● **What is being asked**
Reproduce the entries in full, with no changes.

● **Records for the task**
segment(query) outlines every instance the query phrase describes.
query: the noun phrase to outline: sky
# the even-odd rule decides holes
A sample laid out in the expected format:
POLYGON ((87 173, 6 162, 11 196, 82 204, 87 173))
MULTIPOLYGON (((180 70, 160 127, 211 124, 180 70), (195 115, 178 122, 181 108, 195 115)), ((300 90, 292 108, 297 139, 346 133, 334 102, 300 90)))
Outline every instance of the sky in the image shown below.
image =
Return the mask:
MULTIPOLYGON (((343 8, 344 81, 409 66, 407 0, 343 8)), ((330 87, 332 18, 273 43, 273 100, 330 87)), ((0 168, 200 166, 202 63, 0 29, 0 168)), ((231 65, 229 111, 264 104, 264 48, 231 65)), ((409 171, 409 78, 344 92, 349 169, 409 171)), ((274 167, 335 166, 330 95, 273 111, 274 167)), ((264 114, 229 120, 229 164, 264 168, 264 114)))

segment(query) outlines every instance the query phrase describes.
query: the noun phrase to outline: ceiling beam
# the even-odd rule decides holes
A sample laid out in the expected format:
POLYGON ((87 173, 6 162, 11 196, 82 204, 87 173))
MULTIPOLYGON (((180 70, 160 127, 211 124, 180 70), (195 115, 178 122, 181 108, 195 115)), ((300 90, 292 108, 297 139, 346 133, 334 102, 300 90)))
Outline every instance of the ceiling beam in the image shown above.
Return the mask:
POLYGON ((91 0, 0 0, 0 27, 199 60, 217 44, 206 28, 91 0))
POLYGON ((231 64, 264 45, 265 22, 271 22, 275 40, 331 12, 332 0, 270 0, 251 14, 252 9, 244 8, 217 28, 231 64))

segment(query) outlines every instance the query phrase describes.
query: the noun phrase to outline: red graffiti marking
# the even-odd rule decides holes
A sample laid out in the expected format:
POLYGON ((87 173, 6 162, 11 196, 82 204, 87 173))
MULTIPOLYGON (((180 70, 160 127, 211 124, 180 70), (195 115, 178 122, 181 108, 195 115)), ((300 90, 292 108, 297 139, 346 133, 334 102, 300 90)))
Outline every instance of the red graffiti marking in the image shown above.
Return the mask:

● **Full response**
segment(query) outlines every instance the query phrase describes.
query: the noun phrase to outline: sky
# the even-odd rule decides holes
A sample laid out in the expected format:
POLYGON ((87 173, 6 162, 11 196, 82 204, 87 173))
MULTIPOLYGON (((180 70, 160 127, 211 124, 180 70), (195 115, 178 122, 181 108, 195 115)), ((300 90, 292 108, 297 139, 346 133, 334 102, 300 90)))
Outline every instance of the sky in the image shown below.
image =
Return the mask:
MULTIPOLYGON (((343 8, 344 81, 409 66, 407 0, 343 8)), ((330 87, 332 18, 273 43, 273 100, 330 87)), ((0 168, 200 166, 202 63, 0 29, 0 168)), ((231 65, 229 111, 264 104, 264 48, 231 65)), ((409 171, 409 78, 344 92, 349 169, 409 171)), ((274 167, 335 166, 330 95, 273 111, 274 167)), ((264 114, 229 120, 229 164, 264 168, 264 114)))

segment(query) outlines every instance the query phrase describes.
query: the noun phrase to outline: ceiling beam
# the even-odd rule decides holes
A sample laid out in the expected format:
POLYGON ((87 173, 6 162, 11 196, 82 204, 87 173))
MULTIPOLYGON (((180 70, 160 127, 211 124, 180 70), (195 115, 178 122, 181 108, 195 115)), ((300 90, 292 108, 297 139, 346 133, 334 102, 300 90)))
Outline every instance of the ceiling beam in the image shown above.
Return the mask:
POLYGON ((91 0, 0 0, 0 27, 199 60, 217 44, 206 28, 91 0))
POLYGON ((231 64, 264 45, 265 22, 271 22, 275 40, 331 12, 332 0, 270 0, 251 14, 252 9, 244 8, 217 28, 231 64))

segment(query) outlines every instance the query phrase describes.
query: the noun phrase to outline: red graffiti marking
# the even-odd rule decides holes
A sample laid out in the expected format:
POLYGON ((87 173, 6 162, 11 196, 82 204, 87 173))
MULTIPOLYGON (((180 70, 160 127, 211 124, 180 70), (195 115, 178 122, 181 108, 195 115)), ((300 90, 292 108, 297 139, 346 133, 334 102, 300 90)))
Outline every instance of the red graffiti marking in the image shown above.
Return the mask:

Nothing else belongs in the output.